*WHAT YOU ARE ASKED TO DO:* Arrange the lines of the data below, from the line containing "of the wall-mounted" through the end of the data, as a Markdown table with the columns "Row" and "Line", numbering each line and skipping any blank ones.

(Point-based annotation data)
————————
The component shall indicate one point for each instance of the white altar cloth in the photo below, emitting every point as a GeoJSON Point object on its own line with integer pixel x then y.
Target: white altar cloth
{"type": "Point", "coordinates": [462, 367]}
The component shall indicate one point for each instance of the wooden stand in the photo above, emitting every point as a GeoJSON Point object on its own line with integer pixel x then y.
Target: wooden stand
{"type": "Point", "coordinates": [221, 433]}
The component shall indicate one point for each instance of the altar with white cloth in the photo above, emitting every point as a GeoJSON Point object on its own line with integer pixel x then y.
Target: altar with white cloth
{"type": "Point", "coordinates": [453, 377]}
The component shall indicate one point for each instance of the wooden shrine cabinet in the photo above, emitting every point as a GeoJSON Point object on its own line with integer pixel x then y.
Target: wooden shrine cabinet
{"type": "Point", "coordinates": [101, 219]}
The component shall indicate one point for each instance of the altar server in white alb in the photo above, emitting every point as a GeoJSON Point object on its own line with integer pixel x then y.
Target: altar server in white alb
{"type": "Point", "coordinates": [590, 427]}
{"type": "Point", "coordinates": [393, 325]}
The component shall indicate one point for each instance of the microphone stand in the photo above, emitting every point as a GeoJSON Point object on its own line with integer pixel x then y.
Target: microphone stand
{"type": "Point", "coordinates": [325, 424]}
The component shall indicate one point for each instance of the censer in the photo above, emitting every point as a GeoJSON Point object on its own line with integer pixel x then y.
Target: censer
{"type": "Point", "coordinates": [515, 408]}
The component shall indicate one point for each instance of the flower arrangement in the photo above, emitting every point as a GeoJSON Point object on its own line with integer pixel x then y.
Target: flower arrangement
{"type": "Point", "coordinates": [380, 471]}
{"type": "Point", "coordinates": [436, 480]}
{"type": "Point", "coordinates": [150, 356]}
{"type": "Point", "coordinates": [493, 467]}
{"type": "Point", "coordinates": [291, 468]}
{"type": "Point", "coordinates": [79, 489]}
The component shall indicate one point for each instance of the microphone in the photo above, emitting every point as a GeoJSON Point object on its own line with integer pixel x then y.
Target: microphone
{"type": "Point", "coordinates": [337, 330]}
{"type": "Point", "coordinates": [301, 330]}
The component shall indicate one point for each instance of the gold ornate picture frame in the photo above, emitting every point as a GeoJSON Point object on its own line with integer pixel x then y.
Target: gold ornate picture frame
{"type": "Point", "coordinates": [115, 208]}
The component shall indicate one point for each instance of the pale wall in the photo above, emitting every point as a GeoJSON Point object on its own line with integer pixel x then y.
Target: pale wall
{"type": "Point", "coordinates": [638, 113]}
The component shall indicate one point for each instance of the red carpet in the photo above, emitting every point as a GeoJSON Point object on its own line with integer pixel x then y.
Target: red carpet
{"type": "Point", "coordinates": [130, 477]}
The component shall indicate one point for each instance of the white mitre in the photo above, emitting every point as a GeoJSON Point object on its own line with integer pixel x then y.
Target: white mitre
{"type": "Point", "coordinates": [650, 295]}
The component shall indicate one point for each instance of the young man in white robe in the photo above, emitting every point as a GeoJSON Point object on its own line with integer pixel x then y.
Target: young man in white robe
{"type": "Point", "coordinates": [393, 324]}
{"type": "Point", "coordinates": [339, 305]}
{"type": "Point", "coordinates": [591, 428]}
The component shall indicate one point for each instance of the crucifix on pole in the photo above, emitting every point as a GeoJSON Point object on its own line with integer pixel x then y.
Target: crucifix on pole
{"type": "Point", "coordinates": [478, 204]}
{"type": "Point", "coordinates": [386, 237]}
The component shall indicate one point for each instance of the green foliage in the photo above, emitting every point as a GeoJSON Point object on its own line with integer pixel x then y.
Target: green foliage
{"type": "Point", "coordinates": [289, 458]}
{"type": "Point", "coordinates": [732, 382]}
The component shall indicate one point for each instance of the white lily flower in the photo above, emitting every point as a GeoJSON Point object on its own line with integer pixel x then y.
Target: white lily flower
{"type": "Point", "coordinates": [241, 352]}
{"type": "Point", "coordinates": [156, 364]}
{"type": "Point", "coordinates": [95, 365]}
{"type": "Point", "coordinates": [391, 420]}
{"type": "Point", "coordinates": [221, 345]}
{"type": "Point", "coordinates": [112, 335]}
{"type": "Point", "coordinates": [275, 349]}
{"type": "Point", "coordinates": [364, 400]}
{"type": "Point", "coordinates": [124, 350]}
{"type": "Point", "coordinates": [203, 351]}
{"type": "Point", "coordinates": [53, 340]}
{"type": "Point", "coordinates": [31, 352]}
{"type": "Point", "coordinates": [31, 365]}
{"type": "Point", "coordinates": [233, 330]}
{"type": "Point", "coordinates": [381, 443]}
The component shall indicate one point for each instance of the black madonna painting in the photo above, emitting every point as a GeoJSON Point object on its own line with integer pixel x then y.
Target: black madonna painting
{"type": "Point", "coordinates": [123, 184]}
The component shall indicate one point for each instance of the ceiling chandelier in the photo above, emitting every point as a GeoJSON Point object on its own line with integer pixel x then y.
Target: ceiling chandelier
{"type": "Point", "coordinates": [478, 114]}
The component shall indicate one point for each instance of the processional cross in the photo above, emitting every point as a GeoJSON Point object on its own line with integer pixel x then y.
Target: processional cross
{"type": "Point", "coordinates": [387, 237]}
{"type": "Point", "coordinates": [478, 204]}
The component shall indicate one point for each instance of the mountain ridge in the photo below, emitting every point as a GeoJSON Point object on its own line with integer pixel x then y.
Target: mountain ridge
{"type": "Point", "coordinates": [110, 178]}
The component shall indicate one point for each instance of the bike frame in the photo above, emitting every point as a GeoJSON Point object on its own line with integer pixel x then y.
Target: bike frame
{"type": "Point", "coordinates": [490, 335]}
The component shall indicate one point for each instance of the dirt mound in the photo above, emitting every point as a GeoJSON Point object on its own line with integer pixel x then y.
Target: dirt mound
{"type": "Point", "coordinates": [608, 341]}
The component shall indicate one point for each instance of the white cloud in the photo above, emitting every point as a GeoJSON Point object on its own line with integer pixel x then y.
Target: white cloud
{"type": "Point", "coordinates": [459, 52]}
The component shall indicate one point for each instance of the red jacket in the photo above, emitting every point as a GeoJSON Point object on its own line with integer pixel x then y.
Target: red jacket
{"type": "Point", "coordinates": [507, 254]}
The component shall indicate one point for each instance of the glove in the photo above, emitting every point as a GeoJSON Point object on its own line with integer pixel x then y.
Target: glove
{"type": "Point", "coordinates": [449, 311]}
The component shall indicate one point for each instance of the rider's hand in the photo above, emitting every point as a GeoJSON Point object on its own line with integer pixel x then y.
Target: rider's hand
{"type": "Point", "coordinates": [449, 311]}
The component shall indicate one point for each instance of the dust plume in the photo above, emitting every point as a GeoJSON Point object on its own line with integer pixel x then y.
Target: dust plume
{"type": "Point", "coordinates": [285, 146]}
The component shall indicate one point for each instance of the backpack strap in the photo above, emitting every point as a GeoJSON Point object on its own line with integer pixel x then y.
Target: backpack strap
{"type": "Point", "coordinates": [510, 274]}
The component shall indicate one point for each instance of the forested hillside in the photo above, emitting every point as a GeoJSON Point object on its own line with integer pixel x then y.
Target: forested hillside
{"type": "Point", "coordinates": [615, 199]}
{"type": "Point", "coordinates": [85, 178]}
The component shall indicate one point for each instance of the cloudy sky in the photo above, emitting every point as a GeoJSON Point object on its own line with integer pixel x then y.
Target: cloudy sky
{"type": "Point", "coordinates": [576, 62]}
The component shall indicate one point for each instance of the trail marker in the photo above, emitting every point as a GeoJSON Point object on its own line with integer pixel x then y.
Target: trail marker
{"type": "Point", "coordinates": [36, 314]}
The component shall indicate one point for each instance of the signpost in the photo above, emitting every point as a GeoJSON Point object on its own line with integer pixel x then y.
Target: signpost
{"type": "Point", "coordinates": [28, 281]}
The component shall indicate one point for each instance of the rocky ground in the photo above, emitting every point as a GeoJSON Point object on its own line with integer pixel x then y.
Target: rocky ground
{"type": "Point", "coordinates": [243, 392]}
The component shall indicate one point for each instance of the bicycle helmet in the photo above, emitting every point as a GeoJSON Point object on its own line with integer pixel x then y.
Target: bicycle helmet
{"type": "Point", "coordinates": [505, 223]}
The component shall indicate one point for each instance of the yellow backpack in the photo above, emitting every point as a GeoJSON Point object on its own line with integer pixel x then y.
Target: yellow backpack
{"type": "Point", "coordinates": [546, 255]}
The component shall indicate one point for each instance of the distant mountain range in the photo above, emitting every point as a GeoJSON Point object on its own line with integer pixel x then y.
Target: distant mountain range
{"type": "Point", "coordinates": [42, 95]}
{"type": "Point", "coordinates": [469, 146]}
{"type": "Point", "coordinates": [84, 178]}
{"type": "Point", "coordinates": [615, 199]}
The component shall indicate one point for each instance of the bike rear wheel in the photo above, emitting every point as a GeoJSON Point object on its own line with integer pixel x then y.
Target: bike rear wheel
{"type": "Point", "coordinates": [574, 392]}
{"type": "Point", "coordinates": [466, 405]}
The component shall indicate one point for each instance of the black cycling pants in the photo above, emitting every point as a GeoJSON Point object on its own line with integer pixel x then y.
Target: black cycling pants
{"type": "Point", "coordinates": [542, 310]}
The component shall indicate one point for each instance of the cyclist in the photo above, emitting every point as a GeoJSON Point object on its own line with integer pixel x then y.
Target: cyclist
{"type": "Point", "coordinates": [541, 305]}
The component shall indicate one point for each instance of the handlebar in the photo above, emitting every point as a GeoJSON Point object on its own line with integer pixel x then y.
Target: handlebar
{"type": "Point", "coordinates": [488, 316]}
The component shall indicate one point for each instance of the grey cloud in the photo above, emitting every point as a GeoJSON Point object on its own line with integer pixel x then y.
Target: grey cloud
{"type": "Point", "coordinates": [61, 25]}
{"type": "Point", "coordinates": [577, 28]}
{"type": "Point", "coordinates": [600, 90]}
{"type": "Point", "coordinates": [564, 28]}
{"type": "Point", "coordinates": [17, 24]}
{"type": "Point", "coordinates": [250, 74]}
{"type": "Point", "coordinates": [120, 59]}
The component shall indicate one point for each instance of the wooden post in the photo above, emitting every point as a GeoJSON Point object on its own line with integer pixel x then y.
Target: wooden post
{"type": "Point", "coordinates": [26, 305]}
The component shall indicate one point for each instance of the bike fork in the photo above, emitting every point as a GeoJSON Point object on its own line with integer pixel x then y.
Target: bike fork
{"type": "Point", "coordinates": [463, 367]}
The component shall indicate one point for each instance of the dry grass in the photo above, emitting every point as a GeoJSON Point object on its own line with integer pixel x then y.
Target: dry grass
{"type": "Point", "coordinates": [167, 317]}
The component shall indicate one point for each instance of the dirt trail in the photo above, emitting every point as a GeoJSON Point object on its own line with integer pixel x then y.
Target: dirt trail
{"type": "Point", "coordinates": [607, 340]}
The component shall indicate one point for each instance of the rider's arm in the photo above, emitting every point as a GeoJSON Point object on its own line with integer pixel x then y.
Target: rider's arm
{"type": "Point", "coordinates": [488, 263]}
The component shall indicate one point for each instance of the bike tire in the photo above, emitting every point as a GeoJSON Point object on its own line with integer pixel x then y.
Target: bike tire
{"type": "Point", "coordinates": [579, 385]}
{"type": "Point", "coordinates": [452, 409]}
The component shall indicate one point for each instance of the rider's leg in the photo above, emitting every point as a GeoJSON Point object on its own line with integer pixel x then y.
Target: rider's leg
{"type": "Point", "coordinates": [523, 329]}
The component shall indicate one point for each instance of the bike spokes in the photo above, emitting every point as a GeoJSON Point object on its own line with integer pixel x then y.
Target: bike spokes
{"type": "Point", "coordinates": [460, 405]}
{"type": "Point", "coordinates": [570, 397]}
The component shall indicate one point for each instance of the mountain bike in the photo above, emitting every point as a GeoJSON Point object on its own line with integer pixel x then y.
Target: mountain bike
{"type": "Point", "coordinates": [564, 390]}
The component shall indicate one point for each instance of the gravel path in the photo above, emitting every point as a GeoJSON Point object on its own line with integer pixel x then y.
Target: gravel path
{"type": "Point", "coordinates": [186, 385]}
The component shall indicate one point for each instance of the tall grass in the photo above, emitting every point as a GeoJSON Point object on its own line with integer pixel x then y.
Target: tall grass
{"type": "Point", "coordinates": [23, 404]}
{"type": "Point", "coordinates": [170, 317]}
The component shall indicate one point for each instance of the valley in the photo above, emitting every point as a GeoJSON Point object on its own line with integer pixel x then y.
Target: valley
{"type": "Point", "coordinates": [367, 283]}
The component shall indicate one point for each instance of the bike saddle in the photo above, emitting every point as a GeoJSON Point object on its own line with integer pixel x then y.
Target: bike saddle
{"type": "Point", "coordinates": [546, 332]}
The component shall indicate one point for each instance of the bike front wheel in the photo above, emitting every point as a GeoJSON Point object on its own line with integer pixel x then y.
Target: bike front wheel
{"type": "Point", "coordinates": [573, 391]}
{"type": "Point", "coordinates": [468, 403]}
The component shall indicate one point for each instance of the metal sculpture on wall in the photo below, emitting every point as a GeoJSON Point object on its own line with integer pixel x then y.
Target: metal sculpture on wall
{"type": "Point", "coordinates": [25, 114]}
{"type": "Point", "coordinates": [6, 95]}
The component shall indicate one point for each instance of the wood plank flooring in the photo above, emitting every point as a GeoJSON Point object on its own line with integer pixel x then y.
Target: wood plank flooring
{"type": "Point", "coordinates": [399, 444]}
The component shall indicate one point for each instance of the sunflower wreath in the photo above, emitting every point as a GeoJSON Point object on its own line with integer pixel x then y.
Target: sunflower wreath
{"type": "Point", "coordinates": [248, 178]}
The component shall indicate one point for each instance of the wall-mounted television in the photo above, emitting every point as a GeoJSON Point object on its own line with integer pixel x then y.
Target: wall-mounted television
————————
*SOLUTION TO THE EXERCISE:*
| Row | Line |
|---|---|
| 1 | The component shall indicate one point for each instance of the wall-mounted television in the photo above, emitting every point as a GeoJSON Point object on its own line with integer pixel x then y. |
| 2 | Target: wall-mounted television |